(Prompt): Lines from the line with "formatted like [218,508]." to the line with "formatted like [145,697]." in the entries below, and only those, must be output exactly, with both ends included.

*** Opening Extracted material ***

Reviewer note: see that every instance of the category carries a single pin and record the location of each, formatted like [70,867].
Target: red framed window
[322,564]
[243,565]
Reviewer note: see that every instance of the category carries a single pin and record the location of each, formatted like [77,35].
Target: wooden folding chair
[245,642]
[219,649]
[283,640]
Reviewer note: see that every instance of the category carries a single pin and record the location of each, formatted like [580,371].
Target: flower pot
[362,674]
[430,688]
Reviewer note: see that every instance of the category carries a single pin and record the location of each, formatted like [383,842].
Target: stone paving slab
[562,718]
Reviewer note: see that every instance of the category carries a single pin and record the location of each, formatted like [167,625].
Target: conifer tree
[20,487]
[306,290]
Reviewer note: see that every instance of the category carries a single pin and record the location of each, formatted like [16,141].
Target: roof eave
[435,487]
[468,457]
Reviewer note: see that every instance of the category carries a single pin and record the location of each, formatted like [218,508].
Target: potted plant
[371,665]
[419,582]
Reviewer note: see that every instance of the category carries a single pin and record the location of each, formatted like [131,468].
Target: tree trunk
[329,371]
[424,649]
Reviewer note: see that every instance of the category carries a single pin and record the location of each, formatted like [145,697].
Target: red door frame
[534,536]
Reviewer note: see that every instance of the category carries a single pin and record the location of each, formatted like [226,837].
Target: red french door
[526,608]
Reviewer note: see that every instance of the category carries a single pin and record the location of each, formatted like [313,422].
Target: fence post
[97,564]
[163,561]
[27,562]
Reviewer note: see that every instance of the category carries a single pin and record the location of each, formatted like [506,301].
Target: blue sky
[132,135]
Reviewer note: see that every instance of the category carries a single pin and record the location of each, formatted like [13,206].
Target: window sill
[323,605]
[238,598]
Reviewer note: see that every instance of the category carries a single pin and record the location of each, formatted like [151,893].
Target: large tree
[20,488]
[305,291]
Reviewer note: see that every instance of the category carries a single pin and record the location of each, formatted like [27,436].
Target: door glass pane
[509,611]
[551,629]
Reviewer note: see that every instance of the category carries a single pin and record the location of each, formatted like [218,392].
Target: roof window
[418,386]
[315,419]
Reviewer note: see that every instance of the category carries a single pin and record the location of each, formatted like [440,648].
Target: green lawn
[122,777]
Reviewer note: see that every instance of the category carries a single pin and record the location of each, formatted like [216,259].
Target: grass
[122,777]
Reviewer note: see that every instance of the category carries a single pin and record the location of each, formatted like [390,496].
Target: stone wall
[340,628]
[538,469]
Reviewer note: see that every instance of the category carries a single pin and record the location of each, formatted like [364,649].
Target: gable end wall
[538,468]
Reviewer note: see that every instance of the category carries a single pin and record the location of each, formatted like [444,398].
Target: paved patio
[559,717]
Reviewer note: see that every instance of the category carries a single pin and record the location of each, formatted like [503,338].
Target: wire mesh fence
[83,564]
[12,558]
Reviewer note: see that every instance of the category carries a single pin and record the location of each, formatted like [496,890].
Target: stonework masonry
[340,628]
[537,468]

*** Closing Extracted material ***

(Written answer):
Reviewer note: see that every instance of the category carries a single pin and record the location of each, formatted like [218,508].
Target: potted plant
[371,665]
[419,582]
Reviewer note: see that every instance of the category carries a single pin and record the location of each, formatted like [131,468].
Target: tree trunk
[329,371]
[424,649]
Reviewer note: see that every instance of the category carries a single pin and record the location of each, formatted like [145,697].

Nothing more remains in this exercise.